▸ WHAT IS BEING ASKED
Restate every line of the material, word for word.
━━━━━ DATA LISTING
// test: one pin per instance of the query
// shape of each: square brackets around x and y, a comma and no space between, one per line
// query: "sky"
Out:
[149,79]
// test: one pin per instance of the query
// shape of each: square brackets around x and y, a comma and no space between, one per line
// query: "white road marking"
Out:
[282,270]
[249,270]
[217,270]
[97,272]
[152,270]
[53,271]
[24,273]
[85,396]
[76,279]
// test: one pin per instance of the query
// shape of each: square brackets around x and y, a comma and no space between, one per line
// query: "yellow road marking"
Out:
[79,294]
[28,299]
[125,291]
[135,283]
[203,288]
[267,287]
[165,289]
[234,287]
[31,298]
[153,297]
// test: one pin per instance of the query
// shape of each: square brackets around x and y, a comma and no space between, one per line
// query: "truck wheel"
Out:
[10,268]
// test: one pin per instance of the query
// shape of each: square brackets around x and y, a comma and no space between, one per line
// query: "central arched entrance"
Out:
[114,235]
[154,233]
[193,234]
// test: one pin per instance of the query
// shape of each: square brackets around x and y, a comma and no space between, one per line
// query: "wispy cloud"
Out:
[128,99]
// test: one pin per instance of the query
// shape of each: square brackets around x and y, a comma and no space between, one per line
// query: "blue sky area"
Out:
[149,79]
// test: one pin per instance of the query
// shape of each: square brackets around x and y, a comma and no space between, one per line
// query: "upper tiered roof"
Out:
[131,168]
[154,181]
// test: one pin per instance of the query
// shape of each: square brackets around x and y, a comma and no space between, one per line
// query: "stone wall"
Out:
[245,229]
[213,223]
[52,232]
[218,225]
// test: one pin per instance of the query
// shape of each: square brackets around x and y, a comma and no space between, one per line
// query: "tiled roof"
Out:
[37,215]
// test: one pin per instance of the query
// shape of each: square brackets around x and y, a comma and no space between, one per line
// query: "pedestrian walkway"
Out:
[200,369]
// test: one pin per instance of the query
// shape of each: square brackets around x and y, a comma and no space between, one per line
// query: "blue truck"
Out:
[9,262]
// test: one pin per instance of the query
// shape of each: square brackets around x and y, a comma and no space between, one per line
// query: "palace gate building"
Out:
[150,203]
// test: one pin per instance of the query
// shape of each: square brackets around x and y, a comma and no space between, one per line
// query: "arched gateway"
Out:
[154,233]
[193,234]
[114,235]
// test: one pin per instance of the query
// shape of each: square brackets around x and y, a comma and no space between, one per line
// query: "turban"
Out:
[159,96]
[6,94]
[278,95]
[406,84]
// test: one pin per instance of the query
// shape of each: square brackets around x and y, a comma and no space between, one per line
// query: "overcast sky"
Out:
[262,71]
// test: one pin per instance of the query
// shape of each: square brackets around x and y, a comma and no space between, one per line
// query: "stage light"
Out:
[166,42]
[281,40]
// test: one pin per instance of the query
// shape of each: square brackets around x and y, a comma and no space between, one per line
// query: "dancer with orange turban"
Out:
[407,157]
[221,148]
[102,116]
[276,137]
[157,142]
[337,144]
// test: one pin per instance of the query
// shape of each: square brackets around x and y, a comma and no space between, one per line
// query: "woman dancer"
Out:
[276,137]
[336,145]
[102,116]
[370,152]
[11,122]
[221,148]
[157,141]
━━━━━━━━━━
▸ PROBLEM SOLUTION
// test: one pin per instance of the query
// shape of each: square brackets around x and y, a comma and no space between, one per line
// query: "sky"
Out:
[149,79]
// test: one pin per instance of the query
// shape of each: square brackets around x and y, a comma and no space between, one per line
// query: "white road marking"
Out:
[282,270]
[249,270]
[217,270]
[97,272]
[152,270]
[53,271]
[24,273]
[85,396]
[76,279]
// test: one pin per instance of the query
// shape of each: square brackets around x and y, a comma and no space between, one per line
// query: "yellow road marking"
Out:
[79,294]
[28,299]
[125,291]
[135,283]
[203,288]
[267,287]
[165,289]
[234,287]
[31,298]
[153,297]
// test: one pin per instance of the query
// shape of each: square brackets around x and y, a comma and no space between, one per line
// query: "truck wheel"
Out:
[10,268]
// test: one pin per instance of the query
// shape of each: square brackets around x and y, a comma and no space between, one per line
// query: "central arched entrance"
Out:
[114,235]
[154,233]
[193,234]
// test: one pin per instance of the query
// shape of each: square brackets around x and y, a comma and no space between, one per line
// query: "wispy cloud"
Out:
[128,99]
// test: one pin per instance of the query
// shape of each: square brackets around x and y, a comma and no space between, one per line
// query: "blue sky area"
Out:
[149,79]
// test: one pin per instance of the query
// shape of each: square brackets around x and y, a comma and no space between, one per line
// query: "upper tiered roof"
Out:
[131,168]
[154,181]
// test: one pin per instance of the query
// shape of each: square brackets around x and y, a comma and no space between, one per line
// query: "stone wall"
Out:
[245,229]
[213,223]
[52,232]
[218,225]
// test: one pin per instance of the query
// shape of each: square brackets around x and y, a comma and no space between, one per line
// query: "tiled roof"
Out:
[37,215]
// test: one pin per instance of the query
// shape of each: square brackets around x and y, a comma and no space between, one per line
// query: "pedestrian walkway"
Out:
[200,369]
// test: one pin per instance of the query
// shape of each: square brackets around x and y, a comma and no space between, one per line
// query: "blue truck"
Out:
[9,262]
// test: one pin per instance of the query
// shape of each: square brackets around x and y, a comma and no space between, one per line
// query: "palace gate building"
Out:
[150,203]
// test: one pin per instance of the query
// shape of each: square brackets around x and y, a comma and no space between, one per line
// query: "arched gateway"
Out:
[154,233]
[193,234]
[114,235]
// test: one pin per instance of the query
// shape of each: square brackets around x and y, a comma and no space between, one per line
// query: "turban"
Out:
[159,96]
[6,94]
[278,95]
[406,84]
// test: one pin per instance of the query
// shape of each: square brackets around x and y, a comma and no space between, one per line
// query: "overcast sky"
Out:
[262,71]
// test: one pin per instance of the query
// shape of each: square brackets around x and y, a comma and no space between, one per line
// query: "stage light"
Out:
[166,42]
[281,40]
// test: one pin per instance of the query
// shape of each: square brackets around x and y, a comma and no space between, one per line
// query: "dancer with orange turban"
Out:
[407,157]
[221,148]
[102,116]
[276,137]
[157,142]
[337,144]
// test: one pin per instance of the query
// shape of each: square brackets around x and y, a comma and no space between, one per line
// query: "woman dancer"
Out:
[276,137]
[336,145]
[102,116]
[370,152]
[11,122]
[221,148]
[157,141]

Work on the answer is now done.